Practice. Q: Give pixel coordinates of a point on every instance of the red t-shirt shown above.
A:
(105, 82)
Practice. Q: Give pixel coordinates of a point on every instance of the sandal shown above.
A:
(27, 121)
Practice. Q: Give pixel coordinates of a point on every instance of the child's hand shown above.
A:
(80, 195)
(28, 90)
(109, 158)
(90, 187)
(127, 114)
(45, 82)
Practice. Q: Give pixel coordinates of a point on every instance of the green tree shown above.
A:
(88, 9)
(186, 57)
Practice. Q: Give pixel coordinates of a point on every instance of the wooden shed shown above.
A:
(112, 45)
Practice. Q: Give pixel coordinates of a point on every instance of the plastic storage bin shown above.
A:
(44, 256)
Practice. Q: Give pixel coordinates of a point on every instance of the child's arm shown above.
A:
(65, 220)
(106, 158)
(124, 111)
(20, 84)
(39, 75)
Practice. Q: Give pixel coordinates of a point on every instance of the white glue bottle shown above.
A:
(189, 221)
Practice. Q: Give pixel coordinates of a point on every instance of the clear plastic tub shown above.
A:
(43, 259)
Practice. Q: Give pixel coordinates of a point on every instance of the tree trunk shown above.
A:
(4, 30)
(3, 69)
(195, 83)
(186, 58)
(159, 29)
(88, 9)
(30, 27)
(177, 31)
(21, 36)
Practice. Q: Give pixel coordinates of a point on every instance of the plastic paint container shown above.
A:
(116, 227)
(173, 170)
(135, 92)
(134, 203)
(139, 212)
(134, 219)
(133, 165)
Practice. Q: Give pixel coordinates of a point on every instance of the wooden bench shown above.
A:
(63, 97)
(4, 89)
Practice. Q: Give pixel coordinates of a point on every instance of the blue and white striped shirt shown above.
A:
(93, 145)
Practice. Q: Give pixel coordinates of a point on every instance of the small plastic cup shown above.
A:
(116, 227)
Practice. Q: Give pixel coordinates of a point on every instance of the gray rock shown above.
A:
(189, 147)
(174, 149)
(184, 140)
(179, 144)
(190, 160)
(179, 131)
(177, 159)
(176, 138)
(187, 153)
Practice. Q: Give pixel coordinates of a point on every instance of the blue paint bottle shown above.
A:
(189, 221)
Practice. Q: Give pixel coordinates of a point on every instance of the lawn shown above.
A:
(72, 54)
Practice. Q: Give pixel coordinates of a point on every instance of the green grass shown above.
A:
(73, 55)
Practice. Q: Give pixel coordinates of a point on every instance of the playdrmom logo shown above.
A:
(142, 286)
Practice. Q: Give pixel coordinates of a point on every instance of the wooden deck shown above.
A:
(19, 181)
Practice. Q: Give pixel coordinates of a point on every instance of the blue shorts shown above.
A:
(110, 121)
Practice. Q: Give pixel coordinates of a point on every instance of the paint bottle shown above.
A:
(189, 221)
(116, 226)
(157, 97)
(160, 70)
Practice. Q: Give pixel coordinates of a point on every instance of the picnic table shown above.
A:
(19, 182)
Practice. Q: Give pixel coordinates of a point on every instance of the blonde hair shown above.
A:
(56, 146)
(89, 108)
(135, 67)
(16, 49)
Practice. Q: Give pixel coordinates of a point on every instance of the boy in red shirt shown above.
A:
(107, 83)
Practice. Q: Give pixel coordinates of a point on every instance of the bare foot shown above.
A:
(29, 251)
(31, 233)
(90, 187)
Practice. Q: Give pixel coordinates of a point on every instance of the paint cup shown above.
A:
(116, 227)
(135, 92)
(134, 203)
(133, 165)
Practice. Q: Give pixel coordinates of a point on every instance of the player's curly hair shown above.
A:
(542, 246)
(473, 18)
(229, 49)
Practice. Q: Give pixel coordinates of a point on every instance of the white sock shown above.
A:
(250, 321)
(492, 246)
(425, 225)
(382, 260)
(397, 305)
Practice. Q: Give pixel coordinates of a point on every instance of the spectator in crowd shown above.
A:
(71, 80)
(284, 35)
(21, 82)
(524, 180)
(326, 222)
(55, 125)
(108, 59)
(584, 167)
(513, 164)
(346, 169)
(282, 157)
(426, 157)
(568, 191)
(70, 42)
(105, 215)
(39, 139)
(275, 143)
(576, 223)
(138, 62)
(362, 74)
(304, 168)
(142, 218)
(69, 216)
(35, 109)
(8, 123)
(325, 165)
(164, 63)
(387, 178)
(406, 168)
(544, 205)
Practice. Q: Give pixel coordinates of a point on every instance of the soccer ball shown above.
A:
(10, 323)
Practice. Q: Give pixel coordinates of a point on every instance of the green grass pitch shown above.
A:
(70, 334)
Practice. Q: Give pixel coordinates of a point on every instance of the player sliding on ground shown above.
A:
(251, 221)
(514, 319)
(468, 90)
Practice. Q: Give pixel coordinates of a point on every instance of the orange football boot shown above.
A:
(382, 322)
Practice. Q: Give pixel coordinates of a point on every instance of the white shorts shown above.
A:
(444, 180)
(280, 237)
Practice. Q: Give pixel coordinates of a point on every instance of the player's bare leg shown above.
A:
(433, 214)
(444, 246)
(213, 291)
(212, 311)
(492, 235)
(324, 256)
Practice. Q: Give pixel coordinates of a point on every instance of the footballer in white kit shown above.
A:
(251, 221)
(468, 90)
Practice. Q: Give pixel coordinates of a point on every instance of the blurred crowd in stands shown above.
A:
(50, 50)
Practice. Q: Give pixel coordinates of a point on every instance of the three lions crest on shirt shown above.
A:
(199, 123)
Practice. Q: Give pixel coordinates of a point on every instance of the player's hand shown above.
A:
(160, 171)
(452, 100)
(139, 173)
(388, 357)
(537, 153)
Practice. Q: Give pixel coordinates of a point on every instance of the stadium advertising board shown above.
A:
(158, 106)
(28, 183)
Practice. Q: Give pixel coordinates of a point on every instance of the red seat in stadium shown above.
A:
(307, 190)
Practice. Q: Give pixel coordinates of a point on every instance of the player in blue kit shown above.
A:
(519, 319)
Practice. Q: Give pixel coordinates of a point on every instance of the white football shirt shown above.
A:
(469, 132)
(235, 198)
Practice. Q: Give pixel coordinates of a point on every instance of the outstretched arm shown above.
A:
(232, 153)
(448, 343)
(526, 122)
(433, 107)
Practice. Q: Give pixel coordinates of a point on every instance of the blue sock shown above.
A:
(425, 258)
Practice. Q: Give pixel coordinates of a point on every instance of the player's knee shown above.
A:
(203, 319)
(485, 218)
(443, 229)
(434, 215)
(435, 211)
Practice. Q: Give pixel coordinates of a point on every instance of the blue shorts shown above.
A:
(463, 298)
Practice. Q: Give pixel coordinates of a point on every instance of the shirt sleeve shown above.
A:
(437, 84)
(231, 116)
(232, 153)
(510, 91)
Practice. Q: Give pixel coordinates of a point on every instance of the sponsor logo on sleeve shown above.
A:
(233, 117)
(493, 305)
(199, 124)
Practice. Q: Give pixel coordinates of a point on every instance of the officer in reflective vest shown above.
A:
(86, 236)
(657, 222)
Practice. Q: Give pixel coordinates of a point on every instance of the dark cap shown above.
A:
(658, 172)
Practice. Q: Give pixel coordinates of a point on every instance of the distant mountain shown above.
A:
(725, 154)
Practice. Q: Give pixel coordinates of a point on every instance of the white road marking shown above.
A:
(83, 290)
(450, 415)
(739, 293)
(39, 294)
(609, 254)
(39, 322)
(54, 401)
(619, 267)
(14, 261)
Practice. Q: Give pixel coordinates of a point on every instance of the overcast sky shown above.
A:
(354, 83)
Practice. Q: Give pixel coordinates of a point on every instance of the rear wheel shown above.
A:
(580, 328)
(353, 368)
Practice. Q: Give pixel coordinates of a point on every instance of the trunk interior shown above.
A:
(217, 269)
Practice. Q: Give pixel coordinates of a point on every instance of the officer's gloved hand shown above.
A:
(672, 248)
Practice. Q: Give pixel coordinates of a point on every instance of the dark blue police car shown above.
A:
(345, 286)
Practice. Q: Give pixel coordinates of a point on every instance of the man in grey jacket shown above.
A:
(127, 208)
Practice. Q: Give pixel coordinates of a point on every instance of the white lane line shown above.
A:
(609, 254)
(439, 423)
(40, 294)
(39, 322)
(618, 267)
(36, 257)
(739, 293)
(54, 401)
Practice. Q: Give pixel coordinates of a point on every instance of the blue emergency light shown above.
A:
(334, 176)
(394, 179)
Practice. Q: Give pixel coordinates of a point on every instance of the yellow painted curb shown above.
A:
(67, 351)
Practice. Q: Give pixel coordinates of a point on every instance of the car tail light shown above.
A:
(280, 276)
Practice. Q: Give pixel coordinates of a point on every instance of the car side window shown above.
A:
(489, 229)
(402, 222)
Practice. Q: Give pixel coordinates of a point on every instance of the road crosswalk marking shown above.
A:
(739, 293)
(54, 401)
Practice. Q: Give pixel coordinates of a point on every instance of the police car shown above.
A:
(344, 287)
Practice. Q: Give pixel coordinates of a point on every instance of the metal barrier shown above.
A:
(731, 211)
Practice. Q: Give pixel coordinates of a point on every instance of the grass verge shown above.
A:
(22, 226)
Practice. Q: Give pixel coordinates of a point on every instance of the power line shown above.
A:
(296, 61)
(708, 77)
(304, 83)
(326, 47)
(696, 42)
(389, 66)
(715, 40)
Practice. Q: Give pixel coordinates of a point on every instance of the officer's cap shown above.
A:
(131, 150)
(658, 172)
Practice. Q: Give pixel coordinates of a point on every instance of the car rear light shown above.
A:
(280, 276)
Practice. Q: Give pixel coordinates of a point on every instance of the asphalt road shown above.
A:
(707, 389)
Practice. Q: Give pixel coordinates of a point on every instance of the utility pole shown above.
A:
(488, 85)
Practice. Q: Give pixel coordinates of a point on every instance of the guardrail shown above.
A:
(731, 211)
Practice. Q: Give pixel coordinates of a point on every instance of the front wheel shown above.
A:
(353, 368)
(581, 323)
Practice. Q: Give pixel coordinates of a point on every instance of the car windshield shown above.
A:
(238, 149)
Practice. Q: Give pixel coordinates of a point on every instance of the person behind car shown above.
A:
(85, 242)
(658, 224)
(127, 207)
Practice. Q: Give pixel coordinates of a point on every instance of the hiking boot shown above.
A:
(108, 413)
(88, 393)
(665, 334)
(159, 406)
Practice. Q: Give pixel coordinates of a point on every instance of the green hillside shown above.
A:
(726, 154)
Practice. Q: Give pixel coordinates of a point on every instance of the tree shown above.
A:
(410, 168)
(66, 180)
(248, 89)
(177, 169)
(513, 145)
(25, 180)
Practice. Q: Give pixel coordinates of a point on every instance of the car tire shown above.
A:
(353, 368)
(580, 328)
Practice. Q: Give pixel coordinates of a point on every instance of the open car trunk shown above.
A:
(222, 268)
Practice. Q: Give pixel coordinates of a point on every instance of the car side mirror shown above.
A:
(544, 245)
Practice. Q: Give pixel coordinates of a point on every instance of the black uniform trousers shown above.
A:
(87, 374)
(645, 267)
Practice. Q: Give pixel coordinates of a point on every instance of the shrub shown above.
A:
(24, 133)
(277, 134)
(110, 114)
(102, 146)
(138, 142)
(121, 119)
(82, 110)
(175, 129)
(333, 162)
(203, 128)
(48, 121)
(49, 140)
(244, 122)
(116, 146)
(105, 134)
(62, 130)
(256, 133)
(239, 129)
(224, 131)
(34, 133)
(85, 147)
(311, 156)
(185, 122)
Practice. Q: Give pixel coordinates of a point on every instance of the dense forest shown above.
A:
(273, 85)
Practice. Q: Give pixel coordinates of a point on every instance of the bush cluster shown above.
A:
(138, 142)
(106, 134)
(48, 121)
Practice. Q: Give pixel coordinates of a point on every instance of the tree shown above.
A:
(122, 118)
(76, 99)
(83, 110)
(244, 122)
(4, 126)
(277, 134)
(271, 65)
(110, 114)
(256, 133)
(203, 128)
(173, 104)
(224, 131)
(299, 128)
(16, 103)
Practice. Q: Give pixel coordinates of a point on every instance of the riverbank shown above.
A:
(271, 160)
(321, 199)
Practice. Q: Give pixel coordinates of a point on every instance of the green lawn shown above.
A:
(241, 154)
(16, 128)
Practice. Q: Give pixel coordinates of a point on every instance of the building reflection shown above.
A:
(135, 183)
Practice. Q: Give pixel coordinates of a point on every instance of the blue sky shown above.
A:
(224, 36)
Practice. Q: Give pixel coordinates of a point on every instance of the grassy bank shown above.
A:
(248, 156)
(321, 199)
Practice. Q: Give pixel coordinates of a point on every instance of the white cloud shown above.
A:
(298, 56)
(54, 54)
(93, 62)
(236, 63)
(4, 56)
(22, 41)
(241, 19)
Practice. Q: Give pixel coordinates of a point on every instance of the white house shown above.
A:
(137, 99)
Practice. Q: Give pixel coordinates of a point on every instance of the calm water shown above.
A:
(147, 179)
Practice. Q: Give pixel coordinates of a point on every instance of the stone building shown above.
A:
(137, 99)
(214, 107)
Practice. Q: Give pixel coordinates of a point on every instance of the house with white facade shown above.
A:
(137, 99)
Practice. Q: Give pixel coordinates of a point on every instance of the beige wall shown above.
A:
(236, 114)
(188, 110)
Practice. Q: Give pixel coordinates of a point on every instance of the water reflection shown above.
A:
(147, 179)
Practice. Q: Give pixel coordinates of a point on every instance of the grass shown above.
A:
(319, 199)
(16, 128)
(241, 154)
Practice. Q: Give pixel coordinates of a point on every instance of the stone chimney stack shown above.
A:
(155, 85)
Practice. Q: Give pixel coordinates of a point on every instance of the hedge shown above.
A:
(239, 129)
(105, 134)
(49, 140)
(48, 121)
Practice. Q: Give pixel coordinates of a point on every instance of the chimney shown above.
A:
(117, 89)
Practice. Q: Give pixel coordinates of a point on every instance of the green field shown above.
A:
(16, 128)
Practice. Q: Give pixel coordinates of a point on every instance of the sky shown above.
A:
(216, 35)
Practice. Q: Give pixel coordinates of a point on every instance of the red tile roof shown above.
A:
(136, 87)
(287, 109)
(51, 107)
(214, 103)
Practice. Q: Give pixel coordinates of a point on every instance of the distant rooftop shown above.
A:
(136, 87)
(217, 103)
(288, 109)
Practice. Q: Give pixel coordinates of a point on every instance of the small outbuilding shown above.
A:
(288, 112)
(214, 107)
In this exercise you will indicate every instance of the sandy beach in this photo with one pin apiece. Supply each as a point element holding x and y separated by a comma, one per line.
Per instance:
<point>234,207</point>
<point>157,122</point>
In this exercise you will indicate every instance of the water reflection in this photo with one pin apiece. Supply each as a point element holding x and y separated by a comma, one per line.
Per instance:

^^^^

I need every line from the material that contains the word "crowd".

* _Answer below_
Practice. Q: Give pixel coordinates of a point on every instance of the spectator in crowd shown above.
Practice. Q: Give pixel coordinates of a point on every instance of the blurred crowd in stands shown above.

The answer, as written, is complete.